++++ Given passage
The Meiri cites this passage to argue that a man is forbidden to listen to even the speaking voice of a woman not his wife. Yet, we do have another rishon (early commentator) who explains the two Talmudic passages we have seen thus far in an interesting way. The Rashba cites the Ra’avad, who says the prohibition in Brachot is limited only to a man not being able to recite the Sh’ma while listening to his wife’s singing. He says that hearing her speaking voice, as well as seeing parts of her body that are normally shown, are not impediments. The Ra’avad then links together Brachot and Kiddushin by saying that in the latter is a prohibition for a man on hearing the speaking voice of another woman, but only in exchanging warm greetings, lest this bring them close in a way that would lead to sexual immorality.

To this point, none of the Rishonim quoted here have made mention of the third Talmudic passage which raises a possible prohibition of a woman’s voice. This account in tractate Sotah lists possible prohibitions on music and gaiety, instituted since the destruction of the temple. “Rav Yosef said, ‘When men sing and women join in, it is licentiousness; when women sing and men join in, it is like fire in flax.” Clearly, the context here is neither tefilla nor ordinary conversation, but an activity at the other end of a spectrum of holiness — a drunken gathering. Here too, it appears that a man listening and responding to female singers is more problematic than if the roles were reversed. If those activities are viewed as along a spectrum of holiness, then the drunken gathering being outlawed in this Gemara is certainly at the opposite end. It is also true that men listening to and responding to female singers is seen as more problematic than the opposite.
++++++++
Can you echo the passage on Talmudic rulings about a woman's voice word for word, starting at "The Meiri cites" and ending at "to sexual immorality."?
++++ Supplied information
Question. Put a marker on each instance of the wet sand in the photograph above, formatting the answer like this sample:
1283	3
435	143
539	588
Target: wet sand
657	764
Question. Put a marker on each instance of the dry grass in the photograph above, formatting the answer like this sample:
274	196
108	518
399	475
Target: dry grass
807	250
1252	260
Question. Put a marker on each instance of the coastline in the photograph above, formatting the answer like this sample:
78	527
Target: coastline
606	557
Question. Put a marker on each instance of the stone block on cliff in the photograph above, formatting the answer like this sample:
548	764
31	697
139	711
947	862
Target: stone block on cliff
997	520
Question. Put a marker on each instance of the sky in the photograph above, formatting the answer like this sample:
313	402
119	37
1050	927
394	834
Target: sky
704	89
++++++++
++++ Supplied information
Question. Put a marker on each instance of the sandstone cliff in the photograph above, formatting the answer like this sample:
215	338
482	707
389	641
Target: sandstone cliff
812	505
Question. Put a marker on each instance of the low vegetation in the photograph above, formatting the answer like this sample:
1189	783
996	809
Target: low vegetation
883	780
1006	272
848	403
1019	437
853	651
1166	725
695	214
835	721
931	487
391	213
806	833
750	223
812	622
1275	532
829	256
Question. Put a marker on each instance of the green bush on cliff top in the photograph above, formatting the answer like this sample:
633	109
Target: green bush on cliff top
++++++++
++++ Supplied information
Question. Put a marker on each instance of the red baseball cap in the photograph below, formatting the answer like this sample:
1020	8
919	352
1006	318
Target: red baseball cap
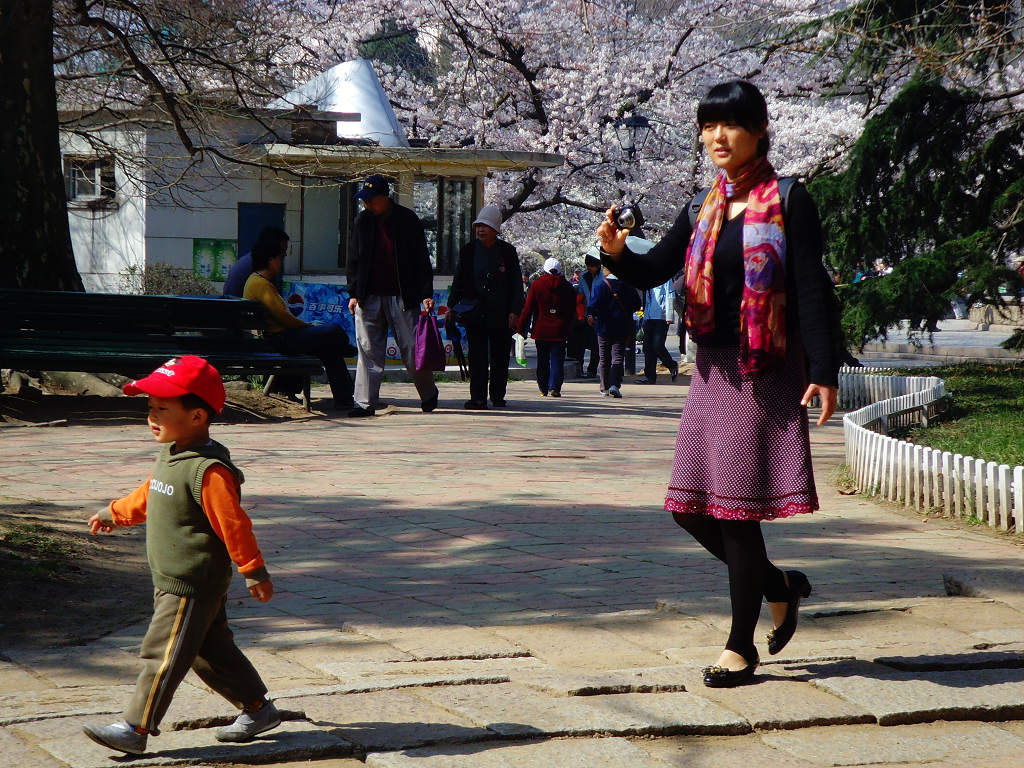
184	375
++++++++
## Exercise solution
The Meiri cites this passage to argue that a man is forbidden to listen to even the speaking voice of a woman not his wife. Yet, we do have another rishon (early commentator) who explains the two Talmudic passages we have seen thus far in an interesting way. The Rashba cites the Ra’avad, who says the prohibition in Brachot is limited only to a man not being able to recite the Sh’ma while listening to his wife’s singing. He says that hearing her speaking voice, as well as seeing parts of her body that are normally shown, are not impediments. The Ra’avad then links together Brachot and Kiddushin by saying that in the latter is a prohibition for a man on hearing the speaking voice of another woman, but only in exchanging warm greetings, lest this bring them close in a way that would lead to sexual immorality.